[Written exercise] Rewrite the part of the data that opens with the line containing "[tag] bush near" and runs through the end of the data as a two-column CSV with the header request,points, one row per request. Put the request text and its answer each in a single quoted field, with line breaks replaced by spaces.
## begin Source records
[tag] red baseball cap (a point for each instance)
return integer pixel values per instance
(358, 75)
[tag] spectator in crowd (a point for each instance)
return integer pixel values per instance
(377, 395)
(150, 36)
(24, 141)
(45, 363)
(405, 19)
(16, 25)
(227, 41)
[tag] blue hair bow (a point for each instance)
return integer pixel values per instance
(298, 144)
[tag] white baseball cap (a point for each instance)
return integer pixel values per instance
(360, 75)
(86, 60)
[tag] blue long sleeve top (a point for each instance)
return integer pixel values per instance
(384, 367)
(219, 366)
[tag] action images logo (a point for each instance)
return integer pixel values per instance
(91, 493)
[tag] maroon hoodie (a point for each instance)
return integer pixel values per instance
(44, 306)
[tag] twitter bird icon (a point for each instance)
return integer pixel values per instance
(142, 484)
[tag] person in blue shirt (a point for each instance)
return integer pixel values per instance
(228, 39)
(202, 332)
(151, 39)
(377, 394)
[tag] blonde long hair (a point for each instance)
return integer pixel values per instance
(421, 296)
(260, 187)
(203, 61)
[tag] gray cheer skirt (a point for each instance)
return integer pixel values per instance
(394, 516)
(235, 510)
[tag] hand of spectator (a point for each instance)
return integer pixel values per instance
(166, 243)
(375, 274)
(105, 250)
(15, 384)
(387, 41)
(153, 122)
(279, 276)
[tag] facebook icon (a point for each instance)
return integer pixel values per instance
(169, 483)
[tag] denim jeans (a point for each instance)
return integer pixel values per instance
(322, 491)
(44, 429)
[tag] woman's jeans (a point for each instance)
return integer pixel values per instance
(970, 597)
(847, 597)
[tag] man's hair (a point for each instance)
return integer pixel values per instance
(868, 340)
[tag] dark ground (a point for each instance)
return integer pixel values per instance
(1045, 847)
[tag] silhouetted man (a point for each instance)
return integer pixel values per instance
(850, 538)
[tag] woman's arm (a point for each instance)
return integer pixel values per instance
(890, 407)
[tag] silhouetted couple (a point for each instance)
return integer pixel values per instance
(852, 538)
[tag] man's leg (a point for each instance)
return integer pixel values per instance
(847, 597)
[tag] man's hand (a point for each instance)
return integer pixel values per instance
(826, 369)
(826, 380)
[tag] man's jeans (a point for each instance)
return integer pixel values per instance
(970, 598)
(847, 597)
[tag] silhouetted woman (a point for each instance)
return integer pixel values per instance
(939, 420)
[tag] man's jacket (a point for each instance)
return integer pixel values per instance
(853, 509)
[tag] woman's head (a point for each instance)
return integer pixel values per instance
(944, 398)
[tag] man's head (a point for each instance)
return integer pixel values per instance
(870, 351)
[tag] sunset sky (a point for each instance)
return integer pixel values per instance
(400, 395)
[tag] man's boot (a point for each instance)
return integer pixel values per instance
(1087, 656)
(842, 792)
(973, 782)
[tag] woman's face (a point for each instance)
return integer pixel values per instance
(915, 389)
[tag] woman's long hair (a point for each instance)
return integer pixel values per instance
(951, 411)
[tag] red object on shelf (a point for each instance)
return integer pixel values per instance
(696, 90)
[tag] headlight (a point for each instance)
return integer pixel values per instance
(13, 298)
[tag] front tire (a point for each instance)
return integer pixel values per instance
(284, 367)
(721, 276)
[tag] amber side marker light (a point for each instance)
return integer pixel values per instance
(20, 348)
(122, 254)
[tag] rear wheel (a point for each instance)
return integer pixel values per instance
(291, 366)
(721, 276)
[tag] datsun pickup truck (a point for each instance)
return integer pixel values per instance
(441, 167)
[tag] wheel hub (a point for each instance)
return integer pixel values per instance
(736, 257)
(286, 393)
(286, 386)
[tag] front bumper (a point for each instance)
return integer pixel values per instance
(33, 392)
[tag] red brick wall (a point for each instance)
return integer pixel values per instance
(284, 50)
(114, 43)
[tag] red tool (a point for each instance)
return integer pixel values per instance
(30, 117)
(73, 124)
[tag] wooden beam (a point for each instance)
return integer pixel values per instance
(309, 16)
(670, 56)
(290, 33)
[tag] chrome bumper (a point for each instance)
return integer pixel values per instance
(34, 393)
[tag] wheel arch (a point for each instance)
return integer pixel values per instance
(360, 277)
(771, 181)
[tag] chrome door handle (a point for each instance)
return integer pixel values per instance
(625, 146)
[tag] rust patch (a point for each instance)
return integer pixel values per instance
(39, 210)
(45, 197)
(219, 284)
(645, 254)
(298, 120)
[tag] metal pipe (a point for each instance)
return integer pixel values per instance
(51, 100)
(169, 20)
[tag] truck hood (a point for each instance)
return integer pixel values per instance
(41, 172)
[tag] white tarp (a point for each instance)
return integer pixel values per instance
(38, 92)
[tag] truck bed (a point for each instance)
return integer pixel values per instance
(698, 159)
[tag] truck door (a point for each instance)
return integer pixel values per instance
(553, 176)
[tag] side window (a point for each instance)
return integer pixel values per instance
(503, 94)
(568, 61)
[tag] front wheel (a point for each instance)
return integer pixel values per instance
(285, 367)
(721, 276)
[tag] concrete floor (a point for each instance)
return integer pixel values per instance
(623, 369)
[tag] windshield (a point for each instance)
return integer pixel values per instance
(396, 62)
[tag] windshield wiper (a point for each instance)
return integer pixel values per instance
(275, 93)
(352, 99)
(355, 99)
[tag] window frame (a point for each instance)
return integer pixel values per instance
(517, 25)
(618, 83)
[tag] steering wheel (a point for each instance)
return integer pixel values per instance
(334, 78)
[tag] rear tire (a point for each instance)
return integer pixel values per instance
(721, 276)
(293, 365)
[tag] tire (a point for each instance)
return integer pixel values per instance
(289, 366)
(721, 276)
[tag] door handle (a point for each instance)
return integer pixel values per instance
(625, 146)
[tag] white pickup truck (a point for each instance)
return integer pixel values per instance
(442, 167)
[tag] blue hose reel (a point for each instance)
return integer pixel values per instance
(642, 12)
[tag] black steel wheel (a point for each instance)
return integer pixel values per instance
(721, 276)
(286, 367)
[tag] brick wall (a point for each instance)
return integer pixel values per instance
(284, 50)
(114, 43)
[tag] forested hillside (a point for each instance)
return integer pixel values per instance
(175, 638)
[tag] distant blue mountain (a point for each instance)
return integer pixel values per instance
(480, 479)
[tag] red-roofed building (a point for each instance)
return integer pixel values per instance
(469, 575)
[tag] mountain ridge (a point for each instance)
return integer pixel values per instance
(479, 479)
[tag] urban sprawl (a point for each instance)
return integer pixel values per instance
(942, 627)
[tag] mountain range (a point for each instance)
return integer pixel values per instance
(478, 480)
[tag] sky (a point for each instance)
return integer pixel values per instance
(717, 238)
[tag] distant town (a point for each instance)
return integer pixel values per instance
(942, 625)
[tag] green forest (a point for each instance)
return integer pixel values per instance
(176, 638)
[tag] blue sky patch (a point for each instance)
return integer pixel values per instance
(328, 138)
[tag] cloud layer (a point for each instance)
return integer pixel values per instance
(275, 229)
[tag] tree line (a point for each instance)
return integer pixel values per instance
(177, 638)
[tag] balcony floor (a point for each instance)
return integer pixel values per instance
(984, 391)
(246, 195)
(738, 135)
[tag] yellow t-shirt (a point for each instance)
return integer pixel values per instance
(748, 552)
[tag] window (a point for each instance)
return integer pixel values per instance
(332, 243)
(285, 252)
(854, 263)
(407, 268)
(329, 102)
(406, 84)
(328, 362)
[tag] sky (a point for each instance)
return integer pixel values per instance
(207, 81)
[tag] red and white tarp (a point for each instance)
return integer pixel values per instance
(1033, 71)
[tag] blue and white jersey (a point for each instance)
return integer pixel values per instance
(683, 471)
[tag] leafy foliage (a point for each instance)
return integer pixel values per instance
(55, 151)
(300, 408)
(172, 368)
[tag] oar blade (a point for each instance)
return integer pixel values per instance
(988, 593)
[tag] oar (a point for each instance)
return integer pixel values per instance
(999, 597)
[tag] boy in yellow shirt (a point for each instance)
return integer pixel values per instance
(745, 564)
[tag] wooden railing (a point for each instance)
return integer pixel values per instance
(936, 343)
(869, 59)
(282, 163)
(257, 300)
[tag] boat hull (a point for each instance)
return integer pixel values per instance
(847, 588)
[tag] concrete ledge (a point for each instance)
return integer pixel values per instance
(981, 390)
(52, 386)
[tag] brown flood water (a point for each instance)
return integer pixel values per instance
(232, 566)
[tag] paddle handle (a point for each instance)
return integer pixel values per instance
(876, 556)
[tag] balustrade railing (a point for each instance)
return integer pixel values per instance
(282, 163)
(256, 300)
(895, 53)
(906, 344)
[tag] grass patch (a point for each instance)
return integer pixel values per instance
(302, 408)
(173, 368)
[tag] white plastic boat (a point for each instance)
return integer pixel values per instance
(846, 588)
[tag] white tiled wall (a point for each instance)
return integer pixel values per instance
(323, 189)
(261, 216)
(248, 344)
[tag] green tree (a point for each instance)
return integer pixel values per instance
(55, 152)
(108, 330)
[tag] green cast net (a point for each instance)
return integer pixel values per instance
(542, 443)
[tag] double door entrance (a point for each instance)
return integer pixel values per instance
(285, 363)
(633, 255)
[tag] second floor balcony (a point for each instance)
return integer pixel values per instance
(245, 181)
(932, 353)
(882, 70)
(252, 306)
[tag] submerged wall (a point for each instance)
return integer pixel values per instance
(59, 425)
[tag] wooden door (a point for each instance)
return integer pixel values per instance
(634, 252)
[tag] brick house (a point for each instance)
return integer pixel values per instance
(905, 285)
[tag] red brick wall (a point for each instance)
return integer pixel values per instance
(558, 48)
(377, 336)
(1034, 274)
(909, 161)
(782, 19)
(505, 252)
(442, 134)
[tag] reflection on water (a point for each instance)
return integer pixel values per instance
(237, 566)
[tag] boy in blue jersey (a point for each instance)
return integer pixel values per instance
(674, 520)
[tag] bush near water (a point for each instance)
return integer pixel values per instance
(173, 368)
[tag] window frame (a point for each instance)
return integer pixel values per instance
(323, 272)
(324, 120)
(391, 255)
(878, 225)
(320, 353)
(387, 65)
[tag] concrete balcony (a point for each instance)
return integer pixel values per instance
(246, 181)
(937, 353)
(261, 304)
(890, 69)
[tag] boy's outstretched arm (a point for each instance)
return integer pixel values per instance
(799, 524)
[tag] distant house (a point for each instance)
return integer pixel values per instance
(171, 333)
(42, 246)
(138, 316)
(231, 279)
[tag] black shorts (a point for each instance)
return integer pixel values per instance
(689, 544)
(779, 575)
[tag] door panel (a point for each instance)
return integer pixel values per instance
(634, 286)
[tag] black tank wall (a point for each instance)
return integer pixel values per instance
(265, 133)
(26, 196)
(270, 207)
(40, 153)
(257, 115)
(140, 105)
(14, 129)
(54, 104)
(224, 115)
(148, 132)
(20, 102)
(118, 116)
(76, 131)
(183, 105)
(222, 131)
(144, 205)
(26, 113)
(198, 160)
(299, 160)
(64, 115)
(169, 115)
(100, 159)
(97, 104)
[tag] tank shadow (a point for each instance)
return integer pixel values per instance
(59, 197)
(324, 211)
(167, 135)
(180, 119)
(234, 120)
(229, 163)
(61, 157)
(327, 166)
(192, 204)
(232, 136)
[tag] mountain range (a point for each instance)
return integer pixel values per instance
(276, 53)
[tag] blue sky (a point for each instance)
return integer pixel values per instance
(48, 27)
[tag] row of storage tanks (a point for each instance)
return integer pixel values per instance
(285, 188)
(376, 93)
## end Source records
[The solution]
request,points
"[tag] bush near water (a point for each instance) return integer pixel values per instance","(173, 368)"
"[tag] window frame (a point for each instance) return integer pixel values per instance","(323, 272) (324, 120) (391, 255) (878, 225) (320, 353) (387, 65)"
"[tag] concrete balcony (a point for each instance) return integer pixel values per instance","(246, 181) (937, 353) (261, 304) (890, 69)"
"[tag] boy's outstretched arm (a point for each instance) return integer pixel values per instance","(799, 524)"
"[tag] distant house (a point for each instance) return integer pixel values per instance","(171, 333) (42, 246) (138, 316) (231, 279)"
"[tag] black shorts (a point for each instance) return integer pixel values per instance","(689, 544) (779, 575)"
"[tag] door panel (a point for each instance) return integer pixel values per instance","(634, 286)"
"[tag] black tank wall (a point for each instance) return integer pixel values per instance","(265, 133) (26, 196) (270, 207) (40, 153) (257, 115) (140, 105) (14, 129) (54, 104) (224, 115) (148, 132) (20, 102) (118, 116) (76, 131) (183, 105) (222, 131) (144, 205) (26, 113) (198, 160) (299, 160) (64, 115) (169, 115) (100, 159) (97, 104)"
"[tag] tank shadow (a point for each instance) return integer pixel values per instance","(59, 197) (324, 211) (167, 135) (180, 119) (234, 120) (229, 163) (61, 157) (327, 166) (192, 204) (232, 136)"
"[tag] mountain range (a point for each instance) return integer pixel values per instance","(276, 53)"
"[tag] blue sky (a point for each instance) return integer pixel values per instance","(48, 27)"
"[tag] row of storage tanks (a point for each instance) return integer pixel values per instance","(285, 188) (376, 93)"